(PROBLEMS AND TASKS):
1 - Using the thread on compressing PDFs with Brotli and Zstd, decide whether each statement agrees with it: (a) Judged by compression ratio alone, Brotli came out ahead of the others. (b) The writer shares the data set so others can reproduce the results. (c) The linked page gives a detailed comparison of zstd against Brotli. Answer yes or no for each, and quote the deciding words.
2 - Transcribe a passage from the thread on compressing PDFs with Brotli and Zstd, starting at the words "PunchyHamster 3 hours" and stopping after the words "more, trust them!!!".

>> BEGIN EXCERPTED PASSAGE

Zstd is surprisingly bad on this data set. I'm guessing it struggles with the already-compressed image data in some of these PDFs.

Going by only compression ratio, Brotli is clearly better than the rest here, and Zstd is the worst. You'd have to find some other reason (maybe decompression speed, maybe spec complexity, or maybe you just trust Facebook more than Google) to choose zstd over brotli here.

I wish I could share the data set for reproducibility, but I obviously can't do that with every PDF I happened to have laying around in my downloads folder :p

PunchyHamster 3 hours ago
incompetence
[-]
- whizzx 2 hours ago
  You can read about it here https://pdfa.org/brotli-compression-coming-to-pdf/
  [-]
  - jeffbee 2 hours ago
    That mentions zstd in a weird incomplete sentence, but never compares it.
    [-]
    - eviks 2 hours ago
      Hey, they did all the work and more, trust them!!!
      > Experts in the PDF Association’s PDF TWG undertook theoretical and experimental analysis of these schemes, reviewing decompression speed, compression speed, compression ratio achieved, memory usage, code size, standardisation, IP, interoperability, prototyping, sample file creation, and other due diligence tasks.
    - F3nd0 2 hours ago
      They don’t seem to provide a detailed comparison showing how each compression scheme fared at every task, but they do list (some of) their criteria and say they found Brotli the best of the bunch. I can’t tell if that’s a sensible conclusion or not, though. Maybe Brotli did better on code size or memory use?

h4x0rr 3 hours ago
Wouldn't lzma2 be better here since a pdf is more read heavy?

>> END EXCERPTED PASSAGE
>> BEGIN DATA BLOCK

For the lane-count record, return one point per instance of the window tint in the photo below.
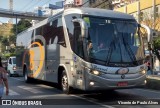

>> END DATA BLOCK

(SOLUTIONS TO THE EXERCISE):
1 -
(a) Yes: "Brotli is clearly better than the rest here"
(b) No: "I wish I could share the data set for reproducibility, but I obviously can't do that"
(c) No: "That mentions zstd in a weird incomplete sentence, but never compares it."

2 -
PunchyHamster 3 hours ago
incompetence
[-]
- whizzx 2 hours ago
  You can read about it here https://pdfa.org/brotli-compression-coming-to-pdf/
  [-]
  - jeffbee 2 hours ago
    That mentions zstd in a weird incomplete sentence, but never compares it.
    [-]
    - eviks 2 hours ago
      Hey, they did all the work and more, trust them!!!